David Healy, CEO- EMEA, Aetna International discusses the challenges, changes and opportunities when it comes to workplace well-being.
A work force that is happy, purposeful and creative? Or less presenteeism and absenteeism, and more productivity? Whatever employee well-being means to you, arguably there is no time like the present to push it to the top of the corporate agenda. Challenges and change abound in this time of physical distancing, remote working and uncertainty about the future. But it also gives businesses the opportunity – and a tangible reason – to take a fresh look at what they can do to help employees look after their physical and mental well-being.
Before COVID-19 was part of our vernacular, Aetna carried out a global survey that revealed 70% of employers believed that they provided good access to programmes that support health and well-being, but only 23% of employees thought the same. In addition, more than four out of five workers across the globe were cognisant of the fact that mental health issues could one day impact their ability to work, but only one in four believed that their company provided good support for potential conditions. That’s a pretty big gap, and one that takes on more resonance given the stress and anxiety many are experiencing with the coronavirus situation.

[Work instructions]: Turn the paragraph of the workplace well-being passage that starts "Before COVID-19 was part of our vernacular" into a short bulleted list that keeps its main facts. The material that comes next stands on its own and is not part of the text.

Dataset records:
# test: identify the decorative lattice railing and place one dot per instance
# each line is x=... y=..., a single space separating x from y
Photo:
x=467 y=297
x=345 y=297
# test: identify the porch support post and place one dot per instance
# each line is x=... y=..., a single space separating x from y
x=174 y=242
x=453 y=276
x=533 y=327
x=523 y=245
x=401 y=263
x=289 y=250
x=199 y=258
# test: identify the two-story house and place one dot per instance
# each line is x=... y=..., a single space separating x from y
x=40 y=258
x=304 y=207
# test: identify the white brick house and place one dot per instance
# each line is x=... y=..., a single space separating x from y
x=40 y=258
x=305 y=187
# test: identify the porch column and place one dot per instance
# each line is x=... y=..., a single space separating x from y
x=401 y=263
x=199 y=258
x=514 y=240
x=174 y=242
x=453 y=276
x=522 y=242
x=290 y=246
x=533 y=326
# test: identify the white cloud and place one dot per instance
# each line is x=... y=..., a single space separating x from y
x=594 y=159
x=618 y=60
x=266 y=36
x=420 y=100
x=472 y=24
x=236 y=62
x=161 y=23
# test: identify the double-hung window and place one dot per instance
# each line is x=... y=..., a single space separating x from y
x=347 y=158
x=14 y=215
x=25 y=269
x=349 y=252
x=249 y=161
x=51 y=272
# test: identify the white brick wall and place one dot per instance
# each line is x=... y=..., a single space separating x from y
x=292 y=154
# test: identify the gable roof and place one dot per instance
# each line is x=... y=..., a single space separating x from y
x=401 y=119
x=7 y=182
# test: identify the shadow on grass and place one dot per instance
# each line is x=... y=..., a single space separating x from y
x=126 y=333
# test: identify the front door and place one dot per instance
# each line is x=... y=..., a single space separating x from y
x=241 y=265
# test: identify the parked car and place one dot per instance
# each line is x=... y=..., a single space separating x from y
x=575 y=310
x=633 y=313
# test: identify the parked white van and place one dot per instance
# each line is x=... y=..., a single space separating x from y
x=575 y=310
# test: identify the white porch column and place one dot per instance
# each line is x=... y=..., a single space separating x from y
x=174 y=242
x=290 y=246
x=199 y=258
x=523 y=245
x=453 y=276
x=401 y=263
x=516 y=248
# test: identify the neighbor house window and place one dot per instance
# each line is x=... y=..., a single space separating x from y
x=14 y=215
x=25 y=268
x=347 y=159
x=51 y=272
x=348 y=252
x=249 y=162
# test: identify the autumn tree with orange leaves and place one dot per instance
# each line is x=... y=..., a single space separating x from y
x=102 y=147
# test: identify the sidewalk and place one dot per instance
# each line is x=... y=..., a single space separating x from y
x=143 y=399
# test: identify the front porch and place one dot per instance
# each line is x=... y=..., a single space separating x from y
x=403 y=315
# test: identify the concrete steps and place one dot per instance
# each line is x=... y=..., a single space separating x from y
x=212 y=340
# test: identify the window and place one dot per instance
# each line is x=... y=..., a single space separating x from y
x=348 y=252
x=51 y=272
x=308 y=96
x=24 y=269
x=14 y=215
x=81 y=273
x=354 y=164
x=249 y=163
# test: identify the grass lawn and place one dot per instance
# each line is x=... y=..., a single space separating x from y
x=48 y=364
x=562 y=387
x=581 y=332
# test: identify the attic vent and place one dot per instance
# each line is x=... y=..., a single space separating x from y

[Finished task]:
- Before COVID-19, an Aetna global survey found that 70% of employers believed they gave good access to health and well-being programs, but only 23% of employees agreed.
- More than four out of five workers worldwide knew that mental health issues could one day affect their ability to work.
- Only one in four believed their company gave good support for such conditions.
- This big gap matters even more given the stress and anxiety many people feel over the coronavirus situation.